[Qué entregar]:
Responde, por favor, estas preguntas sobre el texto de la Galería de las Colecciones Reales:
1. ¿Qué parte del edificio podrá ver el público?
2. ¿Cuántos metros cuadrados tiene el edificio?
3. ¿Cuántos metros cúbicos de tierra hubo que mover?

El museo invisible: del cerebro técnico a los imponentes almacenes
El público solo podrá ver una quinta parte del edificio de la Galería de las Colecciones Reales. El resto es un colosal engranaje para que la iluminación, la temperatura, la seguridad y hasta el más mínimo detalle sean los adecuados
Un hombre embutido en un traje de seguridad está a punto de accionar una palanca. En una sala oscura iluminada apenas por las luces frontales que salen de las cabezas de otra docena de personas, el hombre lleva además un casco que uno de los presentes describirá años después como una escafandra. Un atuendo “de marciano” que aquel día de octubre de 2015 le daba a la escena todavía más tensión, valga la redundancia, pues estaban a punto de encender los cuadros eléctricos que dejarían entrar más de 5.000 kilovoltamperios de potencia para alimentar un inmenso edificio de 40.000 metros cuadrados en el corazón de Madrid, entre el Palacio Real y la catedral de la Almudena. Así que, por mucho que se hubieran hecho todo tipo de comprobaciones previas, a alguno se le encogió el corazón con el brutal ruido sordo que siguió al encendido. Fue solo un momento, porque todo había salido bien; ya podía empezar a poner en marcha el complejo sistema que da vida a la Galería de las Colecciones Reales, un espacio cultural largamente esperado que abrirá sus puertas a finales de este mes para mostrar algunos de los más impresionantes tesoros artísticos de Patrimonio Nacional. Pero lo que verá el público es apenas una quinta parte del edificio; el resto, una intrincada red de tramoyas que hace que absolutamente todo —la intensidad de cada luz, la humedad de cada sala de exposiciones, el espacio que da cobijo a cada tapiz a la espera de ser expuesto— sea como tiene que ser, es lo que queremos mostrar a continuación.
Así que este recorrido por las entrañas del nuevo museo comienza precisamente en el cuarto de los cuadros generales de baja tensión, donde Luis Baena, arquitecto técnico del equipo de Patrimonio Nacional, veía a finales de 2015 cómo el edificio empezaba por fin a cobrar vida de verdad con la conexión a la red eléctrica. Atrás quedaban los 235.000 metros cúbicos de tierra que hubo que mover, los 47.000 metros cúbicos de hormigón blanco que fraguaron su espectacular armazón, los cambios de materiales y las soluciones de última hora con los que fueron venciendo cada obstáculo. Y, aunque todavía habrían de pasar otros ocho años de puesta a punto y mantenimiento, con sus vicisitudes y sus pequeños tormentos, hasta que el proyecto museístico pudo ponerse en pie, fue aquel preciso momento en el que empezó a latir el corazón de la galería; al menos, esa es la metáfora que utiliza para ese espacio Baena, que lleva 13 años pateando por el día —y, seguramente, repasando en sueños por la noche— cada metro del edificio a medida que avanzaba.

[Datos extraídos]:
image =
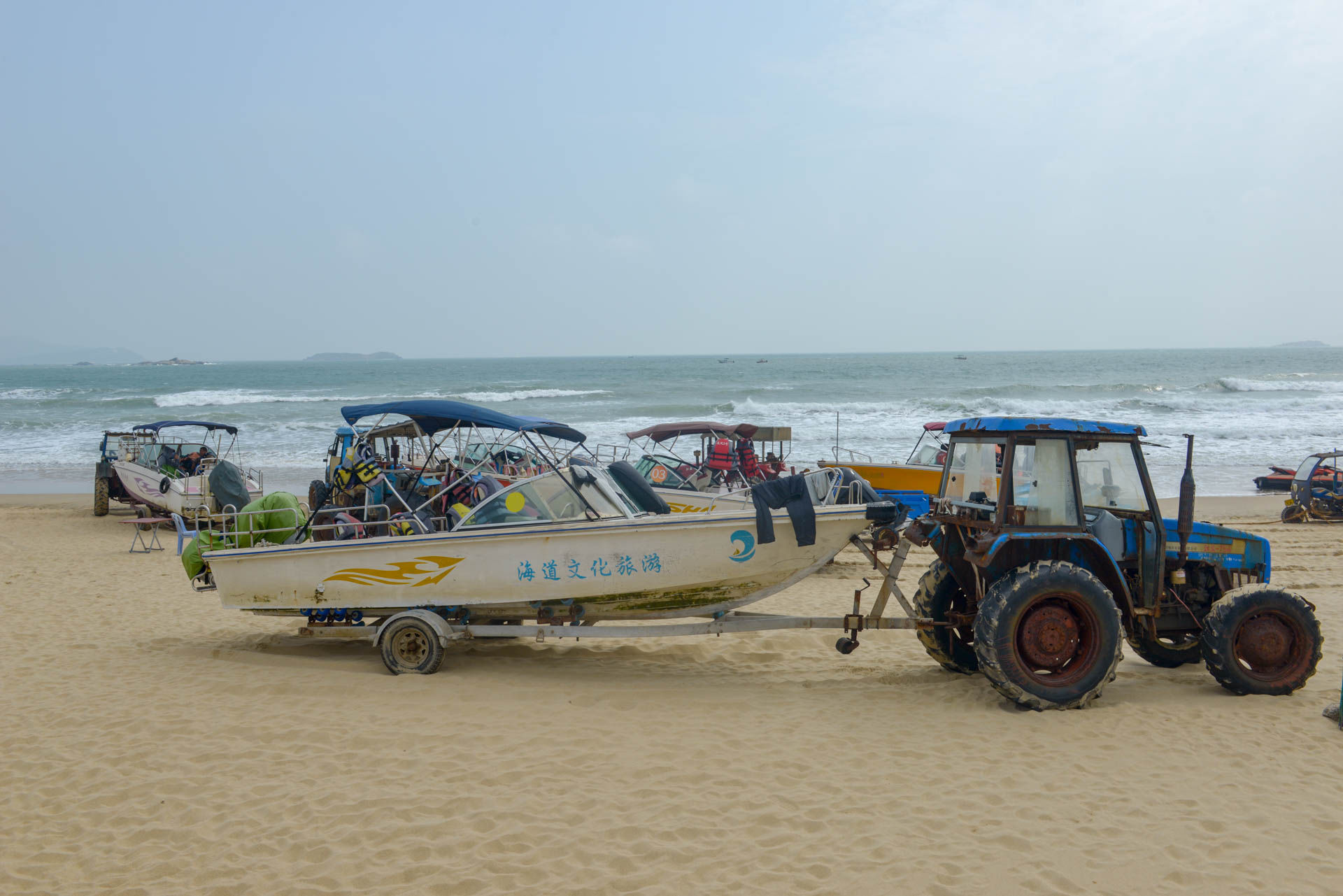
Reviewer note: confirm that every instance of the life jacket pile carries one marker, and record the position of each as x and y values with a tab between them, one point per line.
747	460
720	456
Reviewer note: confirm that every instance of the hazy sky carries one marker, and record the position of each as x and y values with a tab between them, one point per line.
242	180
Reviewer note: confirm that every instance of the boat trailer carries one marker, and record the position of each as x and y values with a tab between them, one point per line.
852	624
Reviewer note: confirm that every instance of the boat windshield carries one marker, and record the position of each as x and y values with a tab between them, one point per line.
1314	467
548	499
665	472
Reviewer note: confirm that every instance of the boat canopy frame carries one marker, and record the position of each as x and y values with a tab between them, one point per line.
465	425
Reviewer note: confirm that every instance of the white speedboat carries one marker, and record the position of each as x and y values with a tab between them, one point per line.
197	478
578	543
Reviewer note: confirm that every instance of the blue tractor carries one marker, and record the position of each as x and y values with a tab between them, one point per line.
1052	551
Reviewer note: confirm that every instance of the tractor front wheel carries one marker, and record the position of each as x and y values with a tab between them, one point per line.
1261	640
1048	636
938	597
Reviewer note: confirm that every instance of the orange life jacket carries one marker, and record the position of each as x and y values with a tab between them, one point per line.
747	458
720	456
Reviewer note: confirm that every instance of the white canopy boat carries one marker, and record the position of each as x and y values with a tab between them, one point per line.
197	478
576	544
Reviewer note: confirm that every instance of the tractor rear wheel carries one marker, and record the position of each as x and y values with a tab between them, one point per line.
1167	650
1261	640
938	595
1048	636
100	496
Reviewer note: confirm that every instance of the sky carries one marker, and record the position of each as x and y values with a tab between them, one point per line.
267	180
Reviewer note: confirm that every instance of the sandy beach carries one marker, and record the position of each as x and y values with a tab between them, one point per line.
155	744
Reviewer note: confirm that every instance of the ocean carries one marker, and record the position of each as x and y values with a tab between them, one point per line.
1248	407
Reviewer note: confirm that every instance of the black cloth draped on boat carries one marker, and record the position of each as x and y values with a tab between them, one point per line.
==
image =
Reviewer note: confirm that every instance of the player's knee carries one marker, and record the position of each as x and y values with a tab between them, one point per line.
==
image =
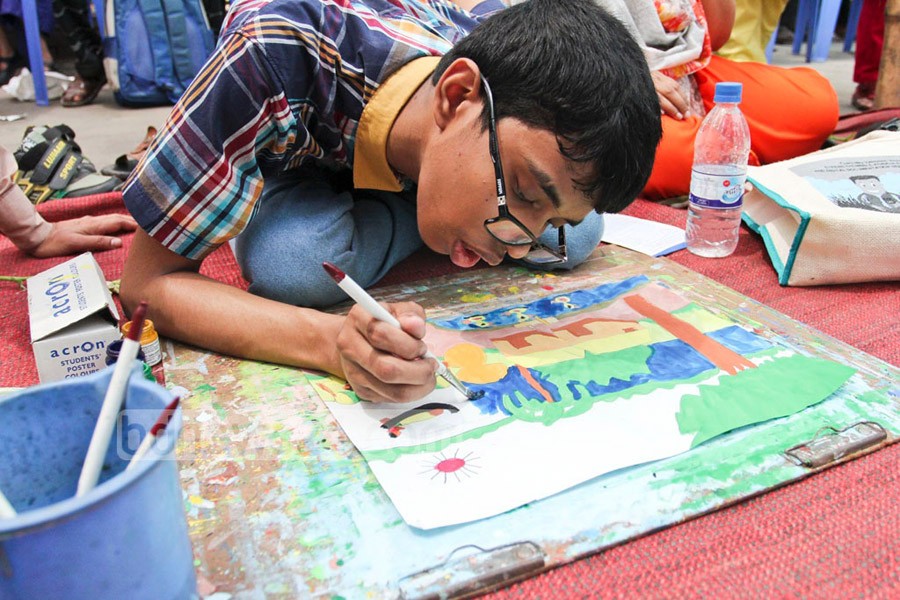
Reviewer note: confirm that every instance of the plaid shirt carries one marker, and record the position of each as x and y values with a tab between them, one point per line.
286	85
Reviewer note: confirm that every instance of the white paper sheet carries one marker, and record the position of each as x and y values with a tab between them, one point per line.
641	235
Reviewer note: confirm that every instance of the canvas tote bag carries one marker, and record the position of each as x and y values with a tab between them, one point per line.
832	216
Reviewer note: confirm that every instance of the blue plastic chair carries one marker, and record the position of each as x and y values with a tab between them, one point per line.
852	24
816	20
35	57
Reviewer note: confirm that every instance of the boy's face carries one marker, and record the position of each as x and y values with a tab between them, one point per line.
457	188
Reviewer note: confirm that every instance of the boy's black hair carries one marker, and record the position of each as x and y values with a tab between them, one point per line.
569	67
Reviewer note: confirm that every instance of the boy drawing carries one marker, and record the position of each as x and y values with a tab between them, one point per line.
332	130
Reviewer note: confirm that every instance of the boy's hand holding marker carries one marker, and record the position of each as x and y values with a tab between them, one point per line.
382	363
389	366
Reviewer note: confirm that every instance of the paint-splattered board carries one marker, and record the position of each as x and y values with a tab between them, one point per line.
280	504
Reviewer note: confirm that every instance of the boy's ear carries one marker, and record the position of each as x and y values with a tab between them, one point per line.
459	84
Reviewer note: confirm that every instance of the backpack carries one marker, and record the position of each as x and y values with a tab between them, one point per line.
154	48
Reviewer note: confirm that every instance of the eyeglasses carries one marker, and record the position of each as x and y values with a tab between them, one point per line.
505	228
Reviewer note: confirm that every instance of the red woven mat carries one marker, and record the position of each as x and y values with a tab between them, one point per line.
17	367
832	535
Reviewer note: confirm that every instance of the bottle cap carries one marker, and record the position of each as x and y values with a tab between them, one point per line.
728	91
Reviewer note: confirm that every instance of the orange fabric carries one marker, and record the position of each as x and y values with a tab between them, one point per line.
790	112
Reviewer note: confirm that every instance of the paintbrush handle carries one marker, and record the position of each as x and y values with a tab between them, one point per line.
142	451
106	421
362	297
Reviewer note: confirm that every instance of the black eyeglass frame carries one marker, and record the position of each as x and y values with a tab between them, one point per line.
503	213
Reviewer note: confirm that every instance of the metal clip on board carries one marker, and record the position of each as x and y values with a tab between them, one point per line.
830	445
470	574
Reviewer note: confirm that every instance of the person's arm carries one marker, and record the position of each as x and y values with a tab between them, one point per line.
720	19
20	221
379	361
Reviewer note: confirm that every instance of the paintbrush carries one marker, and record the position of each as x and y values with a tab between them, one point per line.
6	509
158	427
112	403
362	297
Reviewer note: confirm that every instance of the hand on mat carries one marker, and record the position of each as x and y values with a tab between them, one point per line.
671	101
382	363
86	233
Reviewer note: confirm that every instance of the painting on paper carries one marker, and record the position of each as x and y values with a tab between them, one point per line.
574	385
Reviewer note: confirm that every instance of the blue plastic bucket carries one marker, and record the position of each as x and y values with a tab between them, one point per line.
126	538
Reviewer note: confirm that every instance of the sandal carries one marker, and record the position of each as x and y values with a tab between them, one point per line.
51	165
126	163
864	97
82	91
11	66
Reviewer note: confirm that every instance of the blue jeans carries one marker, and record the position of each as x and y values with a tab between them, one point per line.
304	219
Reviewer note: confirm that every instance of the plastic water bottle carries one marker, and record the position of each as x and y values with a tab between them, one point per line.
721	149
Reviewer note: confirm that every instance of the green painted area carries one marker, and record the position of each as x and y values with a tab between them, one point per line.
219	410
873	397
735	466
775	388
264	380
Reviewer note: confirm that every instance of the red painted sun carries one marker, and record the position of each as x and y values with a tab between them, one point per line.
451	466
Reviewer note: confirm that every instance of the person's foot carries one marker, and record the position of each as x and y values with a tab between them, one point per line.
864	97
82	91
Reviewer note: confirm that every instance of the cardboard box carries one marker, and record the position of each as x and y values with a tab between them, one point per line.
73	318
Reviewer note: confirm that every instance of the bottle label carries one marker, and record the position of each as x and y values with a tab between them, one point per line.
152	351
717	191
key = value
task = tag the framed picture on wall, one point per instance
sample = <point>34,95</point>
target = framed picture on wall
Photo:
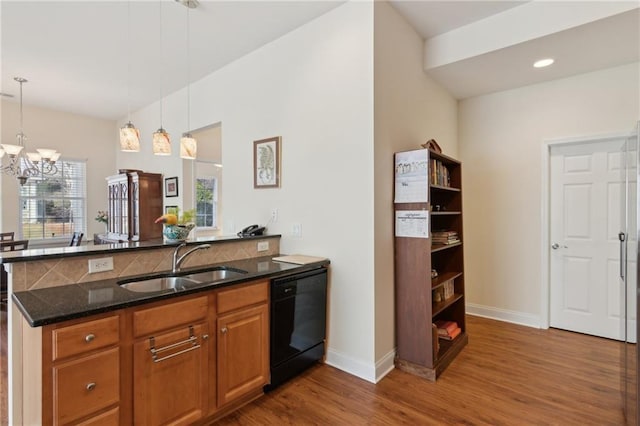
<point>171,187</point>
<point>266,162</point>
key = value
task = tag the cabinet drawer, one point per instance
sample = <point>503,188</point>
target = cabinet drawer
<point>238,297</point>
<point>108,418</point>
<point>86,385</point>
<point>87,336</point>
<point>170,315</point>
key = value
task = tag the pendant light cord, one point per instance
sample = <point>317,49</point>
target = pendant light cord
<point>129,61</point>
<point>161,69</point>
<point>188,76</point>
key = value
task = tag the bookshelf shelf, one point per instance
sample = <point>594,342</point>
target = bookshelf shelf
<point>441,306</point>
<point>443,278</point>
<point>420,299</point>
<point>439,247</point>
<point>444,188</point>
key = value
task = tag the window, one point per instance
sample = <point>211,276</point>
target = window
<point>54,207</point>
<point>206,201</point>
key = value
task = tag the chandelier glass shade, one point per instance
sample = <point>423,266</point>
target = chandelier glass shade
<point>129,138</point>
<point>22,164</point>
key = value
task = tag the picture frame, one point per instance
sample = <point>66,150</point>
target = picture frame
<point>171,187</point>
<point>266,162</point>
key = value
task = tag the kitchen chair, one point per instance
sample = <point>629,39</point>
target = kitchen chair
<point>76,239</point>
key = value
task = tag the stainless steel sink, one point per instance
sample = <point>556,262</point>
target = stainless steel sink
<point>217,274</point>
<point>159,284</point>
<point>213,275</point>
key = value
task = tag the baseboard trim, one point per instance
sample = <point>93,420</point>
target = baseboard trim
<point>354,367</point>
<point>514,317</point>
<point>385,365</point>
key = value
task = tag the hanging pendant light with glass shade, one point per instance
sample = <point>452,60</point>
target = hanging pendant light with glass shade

[Resultado del ejercicio]:
1. Una quinta parte.
2. 40.000 metros cuadrados.
3. 235.000 metros cúbicos.